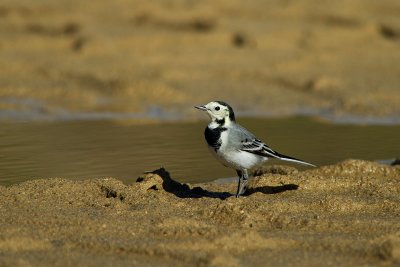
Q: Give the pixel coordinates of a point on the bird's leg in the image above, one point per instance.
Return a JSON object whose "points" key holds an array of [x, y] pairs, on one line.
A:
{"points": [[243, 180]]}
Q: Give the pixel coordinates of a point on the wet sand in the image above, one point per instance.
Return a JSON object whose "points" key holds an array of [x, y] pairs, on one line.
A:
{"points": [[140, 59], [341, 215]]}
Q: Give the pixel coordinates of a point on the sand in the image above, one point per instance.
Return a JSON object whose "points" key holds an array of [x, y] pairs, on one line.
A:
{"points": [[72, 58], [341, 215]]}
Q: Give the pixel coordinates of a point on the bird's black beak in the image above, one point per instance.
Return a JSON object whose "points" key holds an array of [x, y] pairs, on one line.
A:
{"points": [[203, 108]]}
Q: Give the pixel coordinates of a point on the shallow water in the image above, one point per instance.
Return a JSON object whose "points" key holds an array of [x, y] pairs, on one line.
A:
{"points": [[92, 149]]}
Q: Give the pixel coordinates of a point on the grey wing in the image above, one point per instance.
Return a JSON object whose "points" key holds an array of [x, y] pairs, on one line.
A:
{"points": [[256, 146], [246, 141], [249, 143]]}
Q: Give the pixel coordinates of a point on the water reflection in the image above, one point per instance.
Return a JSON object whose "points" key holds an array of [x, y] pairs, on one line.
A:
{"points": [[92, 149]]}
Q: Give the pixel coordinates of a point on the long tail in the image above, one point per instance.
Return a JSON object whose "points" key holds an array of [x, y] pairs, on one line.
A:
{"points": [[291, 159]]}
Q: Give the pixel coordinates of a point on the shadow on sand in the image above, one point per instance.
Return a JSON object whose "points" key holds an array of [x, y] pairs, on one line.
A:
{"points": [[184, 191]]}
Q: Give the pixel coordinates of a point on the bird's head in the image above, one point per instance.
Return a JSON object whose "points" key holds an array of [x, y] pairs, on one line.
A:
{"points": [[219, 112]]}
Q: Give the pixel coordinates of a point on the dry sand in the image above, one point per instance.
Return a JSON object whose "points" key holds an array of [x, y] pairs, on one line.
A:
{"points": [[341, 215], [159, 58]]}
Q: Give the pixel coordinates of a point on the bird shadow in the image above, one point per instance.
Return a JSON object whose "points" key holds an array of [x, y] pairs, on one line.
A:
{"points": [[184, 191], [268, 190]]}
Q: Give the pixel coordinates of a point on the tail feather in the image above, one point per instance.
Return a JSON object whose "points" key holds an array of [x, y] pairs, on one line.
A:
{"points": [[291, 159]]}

---

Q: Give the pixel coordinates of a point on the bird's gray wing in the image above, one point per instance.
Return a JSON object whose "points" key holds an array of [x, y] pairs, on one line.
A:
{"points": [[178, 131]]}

...

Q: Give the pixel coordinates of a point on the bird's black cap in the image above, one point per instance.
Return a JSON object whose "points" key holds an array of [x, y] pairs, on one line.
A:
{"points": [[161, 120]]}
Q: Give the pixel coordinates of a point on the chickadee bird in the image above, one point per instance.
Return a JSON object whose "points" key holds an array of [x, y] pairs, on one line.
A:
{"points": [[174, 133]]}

Stated problem >>
Show each line in the records above that contains the string "tail". Case counts.

Task answer >>
Q: Give the pixel coordinates of a point on the long tail in the image above, one point per instance.
Q: Give the pixel coordinates of a point on the tail feather in the image above, one point per instance.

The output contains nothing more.